Information shown –

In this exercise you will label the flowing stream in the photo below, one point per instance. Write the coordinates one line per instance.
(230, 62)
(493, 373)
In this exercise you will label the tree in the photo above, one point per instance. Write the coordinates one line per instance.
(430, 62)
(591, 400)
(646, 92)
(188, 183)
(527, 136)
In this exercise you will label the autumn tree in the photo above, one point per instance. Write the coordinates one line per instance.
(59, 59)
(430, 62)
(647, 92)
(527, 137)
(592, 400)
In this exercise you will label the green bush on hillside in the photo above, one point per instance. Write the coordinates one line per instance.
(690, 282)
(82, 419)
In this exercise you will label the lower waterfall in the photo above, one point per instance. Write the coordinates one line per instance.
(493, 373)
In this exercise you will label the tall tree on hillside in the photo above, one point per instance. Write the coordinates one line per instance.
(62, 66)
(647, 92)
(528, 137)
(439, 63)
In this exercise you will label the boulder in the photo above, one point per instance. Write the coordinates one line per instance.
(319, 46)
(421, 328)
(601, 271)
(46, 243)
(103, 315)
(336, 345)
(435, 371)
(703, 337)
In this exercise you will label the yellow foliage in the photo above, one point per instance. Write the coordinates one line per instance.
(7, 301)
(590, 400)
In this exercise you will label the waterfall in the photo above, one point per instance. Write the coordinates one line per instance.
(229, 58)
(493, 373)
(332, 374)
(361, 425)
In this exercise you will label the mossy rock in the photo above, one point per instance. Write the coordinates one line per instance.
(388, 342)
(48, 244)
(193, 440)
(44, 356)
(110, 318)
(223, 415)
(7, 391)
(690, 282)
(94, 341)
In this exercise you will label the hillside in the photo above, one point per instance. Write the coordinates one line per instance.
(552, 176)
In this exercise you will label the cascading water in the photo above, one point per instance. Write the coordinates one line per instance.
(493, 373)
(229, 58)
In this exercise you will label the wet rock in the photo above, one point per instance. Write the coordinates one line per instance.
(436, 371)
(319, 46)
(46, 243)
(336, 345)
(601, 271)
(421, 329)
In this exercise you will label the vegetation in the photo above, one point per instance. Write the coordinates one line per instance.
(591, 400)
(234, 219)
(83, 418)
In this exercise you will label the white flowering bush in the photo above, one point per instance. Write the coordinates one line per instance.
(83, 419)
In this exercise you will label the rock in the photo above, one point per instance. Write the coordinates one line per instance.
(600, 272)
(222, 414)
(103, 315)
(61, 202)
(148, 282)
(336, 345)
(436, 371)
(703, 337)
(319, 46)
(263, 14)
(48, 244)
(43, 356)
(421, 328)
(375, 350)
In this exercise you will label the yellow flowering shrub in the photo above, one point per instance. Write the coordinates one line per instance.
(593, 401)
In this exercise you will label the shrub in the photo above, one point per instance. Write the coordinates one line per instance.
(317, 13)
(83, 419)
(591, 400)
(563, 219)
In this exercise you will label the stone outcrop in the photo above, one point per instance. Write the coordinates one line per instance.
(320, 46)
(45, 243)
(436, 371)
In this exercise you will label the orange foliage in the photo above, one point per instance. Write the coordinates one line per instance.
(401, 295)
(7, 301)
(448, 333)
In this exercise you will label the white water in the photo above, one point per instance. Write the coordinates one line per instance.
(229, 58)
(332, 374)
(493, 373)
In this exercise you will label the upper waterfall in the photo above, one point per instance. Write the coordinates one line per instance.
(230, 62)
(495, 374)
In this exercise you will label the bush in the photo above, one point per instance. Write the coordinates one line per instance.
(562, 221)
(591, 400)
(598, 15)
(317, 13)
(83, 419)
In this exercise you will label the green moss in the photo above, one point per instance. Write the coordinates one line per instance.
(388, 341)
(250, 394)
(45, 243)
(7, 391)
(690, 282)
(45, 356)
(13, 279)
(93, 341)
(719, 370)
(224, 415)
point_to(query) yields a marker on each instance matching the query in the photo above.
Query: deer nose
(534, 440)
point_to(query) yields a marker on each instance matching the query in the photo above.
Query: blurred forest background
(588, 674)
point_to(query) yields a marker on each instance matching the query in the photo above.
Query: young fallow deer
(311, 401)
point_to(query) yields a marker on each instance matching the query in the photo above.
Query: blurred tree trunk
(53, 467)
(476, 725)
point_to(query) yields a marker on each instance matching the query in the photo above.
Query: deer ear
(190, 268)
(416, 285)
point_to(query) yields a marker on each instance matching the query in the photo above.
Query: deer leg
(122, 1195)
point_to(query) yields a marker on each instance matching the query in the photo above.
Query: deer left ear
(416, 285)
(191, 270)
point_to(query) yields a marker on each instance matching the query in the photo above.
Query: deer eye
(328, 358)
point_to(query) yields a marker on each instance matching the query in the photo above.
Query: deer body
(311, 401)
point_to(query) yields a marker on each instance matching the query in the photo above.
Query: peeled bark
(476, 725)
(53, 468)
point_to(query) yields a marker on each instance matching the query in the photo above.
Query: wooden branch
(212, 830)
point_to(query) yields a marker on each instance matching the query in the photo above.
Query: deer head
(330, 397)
---
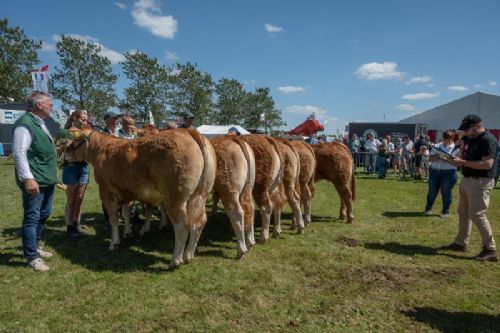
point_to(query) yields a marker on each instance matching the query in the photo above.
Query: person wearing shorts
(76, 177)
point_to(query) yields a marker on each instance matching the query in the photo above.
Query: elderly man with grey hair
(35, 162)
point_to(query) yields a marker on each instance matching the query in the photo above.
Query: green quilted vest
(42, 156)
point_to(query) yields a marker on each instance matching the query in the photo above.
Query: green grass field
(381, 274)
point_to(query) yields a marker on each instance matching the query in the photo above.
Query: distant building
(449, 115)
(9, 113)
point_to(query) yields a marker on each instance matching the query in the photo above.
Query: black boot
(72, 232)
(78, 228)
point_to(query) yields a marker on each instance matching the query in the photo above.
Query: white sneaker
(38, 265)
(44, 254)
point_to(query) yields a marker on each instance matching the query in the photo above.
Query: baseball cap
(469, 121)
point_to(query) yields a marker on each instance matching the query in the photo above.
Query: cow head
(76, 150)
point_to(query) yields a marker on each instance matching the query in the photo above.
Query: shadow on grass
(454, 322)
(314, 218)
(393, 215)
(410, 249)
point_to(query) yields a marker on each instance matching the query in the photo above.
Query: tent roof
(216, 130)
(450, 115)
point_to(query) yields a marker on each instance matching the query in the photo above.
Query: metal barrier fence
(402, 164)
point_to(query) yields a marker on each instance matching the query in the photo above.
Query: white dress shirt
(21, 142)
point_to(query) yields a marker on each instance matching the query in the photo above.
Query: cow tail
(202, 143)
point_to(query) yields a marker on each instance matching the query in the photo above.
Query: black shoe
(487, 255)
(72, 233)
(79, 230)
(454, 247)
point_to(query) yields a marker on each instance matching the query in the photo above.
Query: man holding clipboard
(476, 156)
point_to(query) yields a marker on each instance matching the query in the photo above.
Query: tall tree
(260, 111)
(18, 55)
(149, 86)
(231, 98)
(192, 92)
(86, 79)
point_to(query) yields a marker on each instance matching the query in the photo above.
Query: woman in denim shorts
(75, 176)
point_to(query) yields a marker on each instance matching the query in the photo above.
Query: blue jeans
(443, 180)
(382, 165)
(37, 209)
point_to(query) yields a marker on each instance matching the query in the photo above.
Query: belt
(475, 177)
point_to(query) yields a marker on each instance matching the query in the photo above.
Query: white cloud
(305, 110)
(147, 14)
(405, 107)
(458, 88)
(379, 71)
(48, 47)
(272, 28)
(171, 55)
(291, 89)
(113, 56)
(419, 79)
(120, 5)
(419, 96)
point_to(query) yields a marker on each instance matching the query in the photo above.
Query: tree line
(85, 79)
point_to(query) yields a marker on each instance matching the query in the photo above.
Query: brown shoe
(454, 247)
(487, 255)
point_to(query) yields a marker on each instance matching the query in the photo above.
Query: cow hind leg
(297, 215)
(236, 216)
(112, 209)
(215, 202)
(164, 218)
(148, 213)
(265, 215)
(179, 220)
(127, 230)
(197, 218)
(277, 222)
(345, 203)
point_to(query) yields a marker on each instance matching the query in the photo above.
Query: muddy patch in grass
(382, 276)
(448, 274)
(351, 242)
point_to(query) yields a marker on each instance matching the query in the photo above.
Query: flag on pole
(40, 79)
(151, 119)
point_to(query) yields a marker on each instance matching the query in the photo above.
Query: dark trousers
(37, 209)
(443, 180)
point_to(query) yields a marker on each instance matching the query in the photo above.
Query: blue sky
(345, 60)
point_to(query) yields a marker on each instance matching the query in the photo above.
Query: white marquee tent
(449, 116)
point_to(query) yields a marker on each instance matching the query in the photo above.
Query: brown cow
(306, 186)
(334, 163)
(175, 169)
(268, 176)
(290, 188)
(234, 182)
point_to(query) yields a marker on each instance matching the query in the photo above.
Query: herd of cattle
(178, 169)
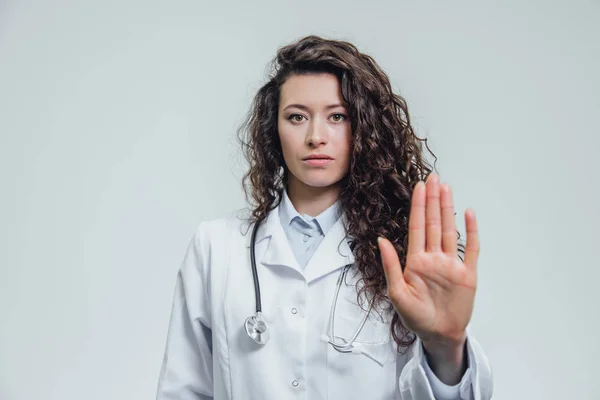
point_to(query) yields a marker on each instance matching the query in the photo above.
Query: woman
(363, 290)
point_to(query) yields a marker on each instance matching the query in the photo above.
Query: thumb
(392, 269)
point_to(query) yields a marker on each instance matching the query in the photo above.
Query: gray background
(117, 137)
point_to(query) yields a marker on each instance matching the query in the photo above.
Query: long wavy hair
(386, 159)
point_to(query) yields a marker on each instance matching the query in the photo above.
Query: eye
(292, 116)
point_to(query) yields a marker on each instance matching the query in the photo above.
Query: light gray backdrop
* * *
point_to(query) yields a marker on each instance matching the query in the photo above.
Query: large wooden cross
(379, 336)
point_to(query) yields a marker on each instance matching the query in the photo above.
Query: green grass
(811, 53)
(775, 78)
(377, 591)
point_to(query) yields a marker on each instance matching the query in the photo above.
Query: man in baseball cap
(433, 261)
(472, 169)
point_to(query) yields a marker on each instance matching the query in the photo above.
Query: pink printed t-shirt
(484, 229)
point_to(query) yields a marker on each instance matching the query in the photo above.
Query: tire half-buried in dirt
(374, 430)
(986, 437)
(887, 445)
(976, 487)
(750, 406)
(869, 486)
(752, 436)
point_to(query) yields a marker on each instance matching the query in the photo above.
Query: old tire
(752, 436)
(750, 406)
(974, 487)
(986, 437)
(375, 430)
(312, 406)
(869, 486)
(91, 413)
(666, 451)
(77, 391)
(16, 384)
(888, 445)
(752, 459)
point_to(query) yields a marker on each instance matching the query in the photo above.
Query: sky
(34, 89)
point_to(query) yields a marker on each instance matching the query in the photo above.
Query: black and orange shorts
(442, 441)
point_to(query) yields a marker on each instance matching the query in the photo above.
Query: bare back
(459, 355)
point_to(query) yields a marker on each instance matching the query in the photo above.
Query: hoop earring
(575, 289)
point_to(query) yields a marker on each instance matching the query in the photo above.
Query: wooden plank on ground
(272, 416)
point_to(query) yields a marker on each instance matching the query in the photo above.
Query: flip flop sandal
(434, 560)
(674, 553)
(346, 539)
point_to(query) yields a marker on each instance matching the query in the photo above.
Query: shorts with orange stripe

Task – Gather every line above that contains the string "grass" and copy each one in full.

Right answer –
Query: green grass field
Query: shadow on grass
Query: muddy patch in grass
Query: green grass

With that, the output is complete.